• **原文**:
Question

63. 不同路径 II

English Version

题目描述

一个机器人位于一个

 m x n 网格的左上角 （起始点在下图中标记为 “Start” ）。

机器人每次只能向下或者向右移动一步。机器人试图达到网格的右下角（在下图中标记为 “Finish”）。

现在考虑网格中有障碍物。那么从左上角到右下角将会有多少条不同的路径？

网格中的障碍物和空位置分别用 1 和 0 来表示。

 

示例 1：

输入：obstacleGrid = [[0,0,0],[0,1,0],[0,0,0]]
输出：2
解释：3x3 网格的正中间有一个障碍物。
从左上角到右下角一共有 2 条不同的路径：
1. 向右 -> 向右 -> 向下 -> 向下
2. 向下 -> 向下 -> 向右 -> 向右

示例 2：

输入：obstacleGrid = [[0,1],[0,0]]
输出：1

 

提示：

• m == obstacleGrid.length
• n == obstacleGrid[i].length
• 1 <= m, n <= 100
• obstacleGrid[i][j] 为 0 或 1

解法

方法一：动态规划

我们定义 $dp[i][j]$ 表示到达网格 $(i,j)$ 的路径数。

首先初始化 $dp$ 第一列和第一行的所有值，然后遍历其它行和列，有两种情况：

• 若 $obstacleGrid[i][j] = 1$，说明路径数为 $0$，那么 $dp[i][j] = 0$；
• 若 ￥ obstacleGrid[i][j] = 0$，则 $dp[i][j] = dp[i - 1][j] + dp[i][j - 1]$。

最后返回 $dp[m - 1][n - 1]$ 即可。

时间复杂度 $O(m \times n)$，空间复杂度 $O(m \times n)$。其中 $m$ 和 $n$ 分别是网格的行数和列数。

class Solution:
  def uniquePathsWithObstacles(self, obstacleGrid: List[List[int]]) -> int:
    m, n = len(obstacleGrid), len(obstacleGrid[0])

• **材料汇总**:
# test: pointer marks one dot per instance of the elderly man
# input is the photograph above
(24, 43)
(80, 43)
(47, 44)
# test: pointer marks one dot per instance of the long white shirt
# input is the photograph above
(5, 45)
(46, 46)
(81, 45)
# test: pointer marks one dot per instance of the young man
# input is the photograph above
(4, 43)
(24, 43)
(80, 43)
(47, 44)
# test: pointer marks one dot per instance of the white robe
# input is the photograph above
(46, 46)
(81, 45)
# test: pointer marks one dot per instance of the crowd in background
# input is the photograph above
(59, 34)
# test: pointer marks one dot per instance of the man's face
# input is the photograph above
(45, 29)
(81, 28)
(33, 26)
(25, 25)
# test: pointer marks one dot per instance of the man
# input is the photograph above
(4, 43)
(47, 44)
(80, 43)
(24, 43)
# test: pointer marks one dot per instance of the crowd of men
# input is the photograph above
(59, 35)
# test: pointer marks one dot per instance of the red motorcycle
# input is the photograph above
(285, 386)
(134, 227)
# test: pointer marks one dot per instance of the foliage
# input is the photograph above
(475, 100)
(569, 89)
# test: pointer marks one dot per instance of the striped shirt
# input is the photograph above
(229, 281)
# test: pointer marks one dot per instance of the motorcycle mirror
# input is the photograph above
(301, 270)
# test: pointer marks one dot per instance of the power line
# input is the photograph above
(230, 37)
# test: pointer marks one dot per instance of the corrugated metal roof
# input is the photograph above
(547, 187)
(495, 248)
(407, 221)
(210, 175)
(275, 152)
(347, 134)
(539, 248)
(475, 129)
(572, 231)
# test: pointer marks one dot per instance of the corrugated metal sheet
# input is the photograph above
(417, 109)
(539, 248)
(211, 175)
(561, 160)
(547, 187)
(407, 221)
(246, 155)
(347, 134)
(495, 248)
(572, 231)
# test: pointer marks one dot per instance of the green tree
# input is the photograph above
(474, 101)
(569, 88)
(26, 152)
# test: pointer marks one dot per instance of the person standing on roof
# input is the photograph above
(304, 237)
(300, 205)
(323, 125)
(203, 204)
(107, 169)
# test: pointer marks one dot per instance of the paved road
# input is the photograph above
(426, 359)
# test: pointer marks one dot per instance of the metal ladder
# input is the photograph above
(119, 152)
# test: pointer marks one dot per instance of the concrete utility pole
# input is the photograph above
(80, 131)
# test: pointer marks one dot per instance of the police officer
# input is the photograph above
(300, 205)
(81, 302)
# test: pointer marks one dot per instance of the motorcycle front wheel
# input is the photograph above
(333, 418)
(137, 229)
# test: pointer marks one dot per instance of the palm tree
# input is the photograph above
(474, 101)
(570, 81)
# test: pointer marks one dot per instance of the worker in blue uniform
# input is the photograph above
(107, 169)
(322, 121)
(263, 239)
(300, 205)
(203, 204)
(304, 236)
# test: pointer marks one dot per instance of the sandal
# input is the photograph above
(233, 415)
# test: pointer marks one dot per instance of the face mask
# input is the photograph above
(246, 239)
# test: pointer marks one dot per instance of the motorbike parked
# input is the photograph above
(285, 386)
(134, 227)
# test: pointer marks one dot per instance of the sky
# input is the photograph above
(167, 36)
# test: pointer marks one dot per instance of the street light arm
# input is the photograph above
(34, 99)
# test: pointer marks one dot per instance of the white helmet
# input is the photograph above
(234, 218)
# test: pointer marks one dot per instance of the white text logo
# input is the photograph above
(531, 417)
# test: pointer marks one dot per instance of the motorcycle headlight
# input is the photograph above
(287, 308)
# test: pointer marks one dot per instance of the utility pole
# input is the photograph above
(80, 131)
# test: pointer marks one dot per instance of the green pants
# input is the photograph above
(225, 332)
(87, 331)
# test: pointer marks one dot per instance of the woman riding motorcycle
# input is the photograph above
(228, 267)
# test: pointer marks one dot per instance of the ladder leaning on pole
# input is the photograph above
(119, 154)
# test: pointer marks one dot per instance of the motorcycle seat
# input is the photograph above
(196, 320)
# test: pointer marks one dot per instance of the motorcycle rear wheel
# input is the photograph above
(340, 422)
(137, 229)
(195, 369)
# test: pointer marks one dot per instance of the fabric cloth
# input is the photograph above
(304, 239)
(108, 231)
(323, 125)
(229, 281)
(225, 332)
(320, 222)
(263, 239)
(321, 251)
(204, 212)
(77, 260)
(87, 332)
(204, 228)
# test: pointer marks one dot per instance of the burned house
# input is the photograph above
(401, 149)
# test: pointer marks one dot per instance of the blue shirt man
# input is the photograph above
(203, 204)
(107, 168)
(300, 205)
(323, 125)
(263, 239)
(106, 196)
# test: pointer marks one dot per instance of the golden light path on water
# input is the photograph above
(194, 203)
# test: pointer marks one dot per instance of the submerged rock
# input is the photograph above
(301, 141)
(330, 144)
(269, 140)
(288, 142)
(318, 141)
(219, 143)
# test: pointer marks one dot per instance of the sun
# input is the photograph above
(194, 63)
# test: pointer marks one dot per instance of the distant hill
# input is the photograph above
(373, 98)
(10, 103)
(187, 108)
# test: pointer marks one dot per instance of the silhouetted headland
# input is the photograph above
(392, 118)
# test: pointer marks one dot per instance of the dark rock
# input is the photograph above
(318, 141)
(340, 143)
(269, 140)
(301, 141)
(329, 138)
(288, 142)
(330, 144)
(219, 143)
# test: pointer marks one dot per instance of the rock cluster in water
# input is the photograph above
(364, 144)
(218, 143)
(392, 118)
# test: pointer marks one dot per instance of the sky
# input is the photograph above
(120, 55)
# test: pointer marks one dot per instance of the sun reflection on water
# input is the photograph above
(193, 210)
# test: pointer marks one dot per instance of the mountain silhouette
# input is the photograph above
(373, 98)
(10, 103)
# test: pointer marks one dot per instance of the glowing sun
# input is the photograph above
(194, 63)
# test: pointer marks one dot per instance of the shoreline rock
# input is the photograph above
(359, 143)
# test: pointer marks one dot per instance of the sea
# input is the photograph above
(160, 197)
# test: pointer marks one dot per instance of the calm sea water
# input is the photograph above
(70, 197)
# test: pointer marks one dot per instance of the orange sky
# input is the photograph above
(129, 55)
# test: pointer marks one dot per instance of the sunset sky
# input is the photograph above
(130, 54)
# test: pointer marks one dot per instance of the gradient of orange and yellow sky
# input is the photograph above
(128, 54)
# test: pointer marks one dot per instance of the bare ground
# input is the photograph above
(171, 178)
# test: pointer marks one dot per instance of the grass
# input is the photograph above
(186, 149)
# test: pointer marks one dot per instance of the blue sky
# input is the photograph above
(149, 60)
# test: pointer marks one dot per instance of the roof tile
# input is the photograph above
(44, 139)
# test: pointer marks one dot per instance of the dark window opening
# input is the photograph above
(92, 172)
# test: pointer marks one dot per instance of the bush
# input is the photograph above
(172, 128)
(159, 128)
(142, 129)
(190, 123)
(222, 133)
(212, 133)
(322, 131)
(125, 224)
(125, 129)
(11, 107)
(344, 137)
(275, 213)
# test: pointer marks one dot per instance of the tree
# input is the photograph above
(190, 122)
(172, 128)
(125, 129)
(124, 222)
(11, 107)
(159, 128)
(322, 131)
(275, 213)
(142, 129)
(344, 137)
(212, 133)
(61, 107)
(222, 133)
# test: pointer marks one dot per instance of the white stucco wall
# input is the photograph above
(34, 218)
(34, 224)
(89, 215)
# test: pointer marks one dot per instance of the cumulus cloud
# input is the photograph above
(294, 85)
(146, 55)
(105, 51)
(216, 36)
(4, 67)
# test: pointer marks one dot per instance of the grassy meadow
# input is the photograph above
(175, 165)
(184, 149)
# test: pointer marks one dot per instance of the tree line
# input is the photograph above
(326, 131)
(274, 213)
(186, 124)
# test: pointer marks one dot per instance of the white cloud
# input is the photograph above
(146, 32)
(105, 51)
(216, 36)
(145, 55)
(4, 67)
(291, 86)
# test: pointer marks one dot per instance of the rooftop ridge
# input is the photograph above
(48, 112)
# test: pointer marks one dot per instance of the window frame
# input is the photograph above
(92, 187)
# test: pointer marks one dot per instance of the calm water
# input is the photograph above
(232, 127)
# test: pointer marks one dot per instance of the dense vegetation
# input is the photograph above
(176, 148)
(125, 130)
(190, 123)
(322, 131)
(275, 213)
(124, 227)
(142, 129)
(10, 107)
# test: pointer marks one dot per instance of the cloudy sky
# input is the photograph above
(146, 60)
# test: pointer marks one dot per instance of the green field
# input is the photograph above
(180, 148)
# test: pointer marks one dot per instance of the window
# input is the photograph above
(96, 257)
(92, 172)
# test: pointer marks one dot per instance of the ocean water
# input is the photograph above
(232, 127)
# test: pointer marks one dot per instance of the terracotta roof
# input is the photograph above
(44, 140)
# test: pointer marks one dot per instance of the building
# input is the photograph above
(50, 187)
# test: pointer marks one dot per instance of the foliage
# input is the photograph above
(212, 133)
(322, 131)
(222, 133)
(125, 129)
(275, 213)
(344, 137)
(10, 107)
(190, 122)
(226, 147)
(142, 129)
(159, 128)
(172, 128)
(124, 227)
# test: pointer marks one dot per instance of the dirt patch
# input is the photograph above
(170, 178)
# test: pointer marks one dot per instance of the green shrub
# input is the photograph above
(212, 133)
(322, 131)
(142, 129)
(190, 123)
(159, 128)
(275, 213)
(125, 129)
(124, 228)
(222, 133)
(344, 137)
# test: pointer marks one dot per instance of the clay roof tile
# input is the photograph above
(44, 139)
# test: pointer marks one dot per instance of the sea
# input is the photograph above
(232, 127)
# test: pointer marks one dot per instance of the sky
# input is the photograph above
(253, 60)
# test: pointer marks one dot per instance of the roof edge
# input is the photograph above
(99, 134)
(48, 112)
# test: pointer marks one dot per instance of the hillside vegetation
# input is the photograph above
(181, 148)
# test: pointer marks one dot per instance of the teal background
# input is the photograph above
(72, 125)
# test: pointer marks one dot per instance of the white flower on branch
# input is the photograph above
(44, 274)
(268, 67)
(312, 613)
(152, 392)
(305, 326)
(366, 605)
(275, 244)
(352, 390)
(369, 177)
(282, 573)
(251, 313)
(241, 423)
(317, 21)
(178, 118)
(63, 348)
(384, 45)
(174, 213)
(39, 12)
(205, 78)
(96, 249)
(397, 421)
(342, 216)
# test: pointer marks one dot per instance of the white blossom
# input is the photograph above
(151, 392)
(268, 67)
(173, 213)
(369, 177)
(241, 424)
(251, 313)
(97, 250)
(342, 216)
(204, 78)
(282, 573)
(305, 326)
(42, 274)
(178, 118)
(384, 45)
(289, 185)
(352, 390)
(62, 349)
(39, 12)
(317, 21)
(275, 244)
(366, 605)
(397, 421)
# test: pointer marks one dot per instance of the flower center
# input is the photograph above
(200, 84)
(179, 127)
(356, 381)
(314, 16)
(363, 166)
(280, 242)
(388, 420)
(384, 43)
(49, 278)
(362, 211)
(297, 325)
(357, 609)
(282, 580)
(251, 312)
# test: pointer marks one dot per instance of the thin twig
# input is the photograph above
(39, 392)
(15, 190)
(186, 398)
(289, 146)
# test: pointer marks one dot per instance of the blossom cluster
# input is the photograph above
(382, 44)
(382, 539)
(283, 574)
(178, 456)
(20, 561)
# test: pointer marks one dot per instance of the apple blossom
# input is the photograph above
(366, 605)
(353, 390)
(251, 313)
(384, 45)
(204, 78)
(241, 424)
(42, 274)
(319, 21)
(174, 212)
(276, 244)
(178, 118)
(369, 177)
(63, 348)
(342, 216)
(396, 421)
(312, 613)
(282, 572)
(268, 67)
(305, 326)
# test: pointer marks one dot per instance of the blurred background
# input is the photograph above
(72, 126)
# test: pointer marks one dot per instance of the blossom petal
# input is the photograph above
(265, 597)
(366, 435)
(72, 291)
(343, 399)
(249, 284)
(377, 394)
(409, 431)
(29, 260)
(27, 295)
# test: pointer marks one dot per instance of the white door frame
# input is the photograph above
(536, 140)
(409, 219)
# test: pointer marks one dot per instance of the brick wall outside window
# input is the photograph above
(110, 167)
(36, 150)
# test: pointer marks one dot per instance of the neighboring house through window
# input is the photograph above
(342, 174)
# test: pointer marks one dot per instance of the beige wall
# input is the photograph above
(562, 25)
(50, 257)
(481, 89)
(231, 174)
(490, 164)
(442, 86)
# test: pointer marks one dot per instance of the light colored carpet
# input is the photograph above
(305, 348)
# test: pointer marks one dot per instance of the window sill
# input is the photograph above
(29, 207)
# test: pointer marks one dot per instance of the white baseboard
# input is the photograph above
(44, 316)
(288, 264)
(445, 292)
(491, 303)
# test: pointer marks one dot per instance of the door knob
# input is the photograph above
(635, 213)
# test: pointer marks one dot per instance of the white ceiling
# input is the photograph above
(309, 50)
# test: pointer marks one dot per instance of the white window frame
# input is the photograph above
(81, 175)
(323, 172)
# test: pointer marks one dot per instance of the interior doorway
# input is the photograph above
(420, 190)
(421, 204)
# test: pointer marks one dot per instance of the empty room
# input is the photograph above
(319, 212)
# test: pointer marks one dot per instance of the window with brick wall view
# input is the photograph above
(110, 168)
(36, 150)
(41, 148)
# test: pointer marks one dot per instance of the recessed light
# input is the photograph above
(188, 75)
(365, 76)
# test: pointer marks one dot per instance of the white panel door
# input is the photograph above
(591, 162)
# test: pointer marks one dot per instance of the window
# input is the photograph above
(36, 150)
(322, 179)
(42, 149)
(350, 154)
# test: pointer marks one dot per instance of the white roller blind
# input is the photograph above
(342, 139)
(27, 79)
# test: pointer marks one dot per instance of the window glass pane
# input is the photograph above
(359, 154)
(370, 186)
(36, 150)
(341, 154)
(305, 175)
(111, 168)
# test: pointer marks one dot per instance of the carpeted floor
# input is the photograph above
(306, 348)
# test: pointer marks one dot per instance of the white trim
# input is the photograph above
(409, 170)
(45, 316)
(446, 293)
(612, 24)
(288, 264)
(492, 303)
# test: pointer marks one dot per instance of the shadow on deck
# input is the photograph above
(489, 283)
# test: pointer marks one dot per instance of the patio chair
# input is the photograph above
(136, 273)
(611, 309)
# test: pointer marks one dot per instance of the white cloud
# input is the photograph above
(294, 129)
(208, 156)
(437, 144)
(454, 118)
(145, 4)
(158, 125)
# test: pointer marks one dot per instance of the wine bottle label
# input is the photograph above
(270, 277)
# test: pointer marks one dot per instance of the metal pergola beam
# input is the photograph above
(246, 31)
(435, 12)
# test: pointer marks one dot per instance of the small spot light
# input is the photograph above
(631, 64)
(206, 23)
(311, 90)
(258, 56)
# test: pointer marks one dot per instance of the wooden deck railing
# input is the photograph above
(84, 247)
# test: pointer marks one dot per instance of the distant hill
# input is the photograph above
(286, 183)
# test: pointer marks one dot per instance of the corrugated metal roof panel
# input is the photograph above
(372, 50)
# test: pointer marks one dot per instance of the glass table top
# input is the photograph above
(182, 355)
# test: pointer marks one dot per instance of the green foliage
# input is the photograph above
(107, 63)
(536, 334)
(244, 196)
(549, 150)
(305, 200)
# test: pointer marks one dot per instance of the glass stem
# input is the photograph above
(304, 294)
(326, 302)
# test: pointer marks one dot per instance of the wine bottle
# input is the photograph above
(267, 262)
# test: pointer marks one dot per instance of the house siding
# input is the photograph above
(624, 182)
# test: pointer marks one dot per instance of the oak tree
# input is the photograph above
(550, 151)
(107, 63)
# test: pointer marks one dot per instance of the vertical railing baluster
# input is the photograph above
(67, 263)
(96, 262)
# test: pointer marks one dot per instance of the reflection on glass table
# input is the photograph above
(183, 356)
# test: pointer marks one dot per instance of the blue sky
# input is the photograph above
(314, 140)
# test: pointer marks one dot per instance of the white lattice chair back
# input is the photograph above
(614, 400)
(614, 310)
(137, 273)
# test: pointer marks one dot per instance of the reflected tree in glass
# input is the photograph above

• **布置任务**:
A. 请列出原文中“提示：”下面给出的全部约束条件。
B. 请一字不改地抄录原文中从“最后返回 $dp[m - 1][n”起、到“n = len(obstacleGrid), len(obstacleGrid[0])”为止的那一段。

• **参考答案**:
A.
m == obstacleGrid.length
n == obstacleGrid[i].length
1 <= m, n <= 100
obstacleGrid[i][j] 为 0 或 1

B.
最后返回 $dp[m - 1][n - 1]$ 即可。

时间复杂度 $O(m \times n)$，空间复杂度 $O(m \times n)$。其中 $m$ 和 $n$ 分别是网格的行数和列数。

class Solution:
  def uniquePathsWithObstacles(self, obstacleGrid: List[List[int]]) -> int:
    m, n = len(obstacleGrid), len(obstacleGrid[0])